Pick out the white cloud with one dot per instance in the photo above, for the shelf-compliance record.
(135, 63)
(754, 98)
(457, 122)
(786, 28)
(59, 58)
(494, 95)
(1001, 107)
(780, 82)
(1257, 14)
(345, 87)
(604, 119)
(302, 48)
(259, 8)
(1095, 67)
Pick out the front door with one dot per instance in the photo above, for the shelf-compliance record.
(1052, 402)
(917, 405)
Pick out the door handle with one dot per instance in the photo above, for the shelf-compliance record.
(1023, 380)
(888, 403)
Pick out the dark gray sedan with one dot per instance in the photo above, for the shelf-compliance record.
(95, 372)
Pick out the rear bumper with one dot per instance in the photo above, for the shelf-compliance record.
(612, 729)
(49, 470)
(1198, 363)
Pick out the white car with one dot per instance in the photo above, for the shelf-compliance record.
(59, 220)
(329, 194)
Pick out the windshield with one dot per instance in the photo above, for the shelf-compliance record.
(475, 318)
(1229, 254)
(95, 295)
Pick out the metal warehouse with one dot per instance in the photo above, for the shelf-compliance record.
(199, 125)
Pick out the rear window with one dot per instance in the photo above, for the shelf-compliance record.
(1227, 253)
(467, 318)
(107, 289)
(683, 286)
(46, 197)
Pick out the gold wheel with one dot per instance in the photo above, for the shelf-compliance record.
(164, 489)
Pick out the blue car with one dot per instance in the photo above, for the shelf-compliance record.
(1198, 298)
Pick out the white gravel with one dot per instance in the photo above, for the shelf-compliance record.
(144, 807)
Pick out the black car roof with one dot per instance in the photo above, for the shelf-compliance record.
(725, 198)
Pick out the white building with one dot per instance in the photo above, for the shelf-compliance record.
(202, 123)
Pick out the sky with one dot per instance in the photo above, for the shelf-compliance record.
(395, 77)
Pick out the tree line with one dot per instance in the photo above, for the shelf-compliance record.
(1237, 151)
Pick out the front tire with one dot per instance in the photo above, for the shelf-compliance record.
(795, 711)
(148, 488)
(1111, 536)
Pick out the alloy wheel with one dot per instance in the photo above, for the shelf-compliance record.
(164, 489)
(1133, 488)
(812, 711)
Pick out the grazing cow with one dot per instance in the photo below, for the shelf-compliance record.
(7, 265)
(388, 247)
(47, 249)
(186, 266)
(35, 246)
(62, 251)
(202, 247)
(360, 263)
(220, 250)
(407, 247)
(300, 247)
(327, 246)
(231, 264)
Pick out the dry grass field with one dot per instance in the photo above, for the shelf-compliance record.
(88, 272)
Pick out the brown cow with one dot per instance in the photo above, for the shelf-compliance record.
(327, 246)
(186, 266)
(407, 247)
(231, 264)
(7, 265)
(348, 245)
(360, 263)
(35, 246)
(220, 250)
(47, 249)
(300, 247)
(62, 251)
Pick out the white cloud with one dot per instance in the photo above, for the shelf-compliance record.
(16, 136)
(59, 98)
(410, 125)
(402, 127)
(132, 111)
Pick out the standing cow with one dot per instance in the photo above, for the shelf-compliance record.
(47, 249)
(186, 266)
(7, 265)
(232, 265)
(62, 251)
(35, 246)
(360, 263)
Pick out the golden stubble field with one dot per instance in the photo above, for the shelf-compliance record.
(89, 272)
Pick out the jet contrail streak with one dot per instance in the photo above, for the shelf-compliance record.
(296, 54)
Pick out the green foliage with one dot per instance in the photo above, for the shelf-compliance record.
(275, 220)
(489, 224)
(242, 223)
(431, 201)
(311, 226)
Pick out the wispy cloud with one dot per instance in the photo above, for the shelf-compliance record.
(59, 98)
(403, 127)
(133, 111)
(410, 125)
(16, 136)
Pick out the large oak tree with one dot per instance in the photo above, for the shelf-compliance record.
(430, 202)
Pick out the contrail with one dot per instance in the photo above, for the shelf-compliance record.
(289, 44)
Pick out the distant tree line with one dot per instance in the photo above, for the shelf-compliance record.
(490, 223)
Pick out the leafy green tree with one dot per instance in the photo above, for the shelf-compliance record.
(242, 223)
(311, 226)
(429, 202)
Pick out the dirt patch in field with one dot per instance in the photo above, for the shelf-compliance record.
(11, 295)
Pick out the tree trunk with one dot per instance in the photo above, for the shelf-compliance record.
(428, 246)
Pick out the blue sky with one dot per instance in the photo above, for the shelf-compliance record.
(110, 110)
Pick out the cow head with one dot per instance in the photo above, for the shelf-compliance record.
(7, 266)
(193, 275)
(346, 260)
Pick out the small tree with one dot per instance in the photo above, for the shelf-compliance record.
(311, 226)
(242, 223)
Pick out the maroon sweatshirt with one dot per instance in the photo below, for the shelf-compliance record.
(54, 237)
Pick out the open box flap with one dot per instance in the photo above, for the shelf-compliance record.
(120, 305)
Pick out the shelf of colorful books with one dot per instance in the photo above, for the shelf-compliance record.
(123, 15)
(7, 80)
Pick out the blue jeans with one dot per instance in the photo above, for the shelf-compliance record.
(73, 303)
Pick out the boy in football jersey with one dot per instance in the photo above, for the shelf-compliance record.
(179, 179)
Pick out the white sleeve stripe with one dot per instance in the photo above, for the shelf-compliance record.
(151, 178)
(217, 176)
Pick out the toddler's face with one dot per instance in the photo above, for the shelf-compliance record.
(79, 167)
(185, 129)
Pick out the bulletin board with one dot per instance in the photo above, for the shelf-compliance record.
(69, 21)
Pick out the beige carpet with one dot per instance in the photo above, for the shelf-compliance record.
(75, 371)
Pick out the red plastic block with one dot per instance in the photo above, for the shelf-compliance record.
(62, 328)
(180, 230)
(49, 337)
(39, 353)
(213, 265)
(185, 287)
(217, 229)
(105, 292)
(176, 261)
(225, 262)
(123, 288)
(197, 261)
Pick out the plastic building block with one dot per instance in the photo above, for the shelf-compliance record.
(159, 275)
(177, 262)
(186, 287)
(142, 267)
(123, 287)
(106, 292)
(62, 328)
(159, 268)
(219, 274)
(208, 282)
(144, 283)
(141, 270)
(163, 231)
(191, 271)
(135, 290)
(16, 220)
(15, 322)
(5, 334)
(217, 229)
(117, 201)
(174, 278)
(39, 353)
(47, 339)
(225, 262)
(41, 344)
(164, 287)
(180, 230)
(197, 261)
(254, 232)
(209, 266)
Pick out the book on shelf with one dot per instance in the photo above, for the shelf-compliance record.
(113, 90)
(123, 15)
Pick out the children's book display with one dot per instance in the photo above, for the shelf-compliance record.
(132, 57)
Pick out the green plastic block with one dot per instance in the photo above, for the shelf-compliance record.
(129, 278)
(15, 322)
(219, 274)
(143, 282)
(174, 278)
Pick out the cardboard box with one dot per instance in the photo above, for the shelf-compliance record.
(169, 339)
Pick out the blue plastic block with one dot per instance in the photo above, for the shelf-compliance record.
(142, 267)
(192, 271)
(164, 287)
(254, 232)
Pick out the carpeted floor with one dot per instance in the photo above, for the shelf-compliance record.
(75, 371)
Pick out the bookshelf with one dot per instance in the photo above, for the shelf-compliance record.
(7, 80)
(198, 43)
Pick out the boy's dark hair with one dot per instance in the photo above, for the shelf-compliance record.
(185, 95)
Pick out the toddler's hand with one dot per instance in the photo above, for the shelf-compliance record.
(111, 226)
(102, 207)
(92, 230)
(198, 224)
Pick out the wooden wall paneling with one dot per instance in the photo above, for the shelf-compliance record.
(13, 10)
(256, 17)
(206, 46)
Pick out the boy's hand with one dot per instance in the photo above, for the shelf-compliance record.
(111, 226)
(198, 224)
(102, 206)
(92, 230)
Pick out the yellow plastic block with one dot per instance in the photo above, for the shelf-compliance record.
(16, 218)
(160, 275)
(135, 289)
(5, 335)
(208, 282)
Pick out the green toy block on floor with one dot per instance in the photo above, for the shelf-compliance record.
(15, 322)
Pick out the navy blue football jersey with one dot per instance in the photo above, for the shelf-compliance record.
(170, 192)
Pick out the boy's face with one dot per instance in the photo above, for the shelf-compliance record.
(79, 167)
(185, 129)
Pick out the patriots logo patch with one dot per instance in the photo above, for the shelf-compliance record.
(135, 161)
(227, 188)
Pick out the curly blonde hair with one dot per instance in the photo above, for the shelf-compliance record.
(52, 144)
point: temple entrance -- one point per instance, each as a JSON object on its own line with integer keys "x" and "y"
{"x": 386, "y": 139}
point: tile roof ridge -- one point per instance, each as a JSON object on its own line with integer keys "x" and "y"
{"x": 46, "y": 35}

TO DO: Retype, exactly and only, the lines running from the one with "Pick out the boy's face" through the final line of the listing above.

YOUR RESPONSE:
Pick out the boy's face with one dot per instance in the photo above, for the shelf-compliance record.
(79, 167)
(185, 129)
Pick out the patriots logo patch with one dot per instance in the photo above, for the shelf-compliance record.
(135, 161)
(227, 188)
Pick out the curly blonde hair with one dot per instance in the photo above, for the shelf-compliance record.
(52, 144)
point: temple entrance -- one point per instance, each as a JSON object on its own line with integer keys "x" and "y"
{"x": 386, "y": 139}
point: tile roof ridge -- one point per instance, each as a JSON object on its own line with integer keys "x" and "y"
{"x": 46, "y": 35}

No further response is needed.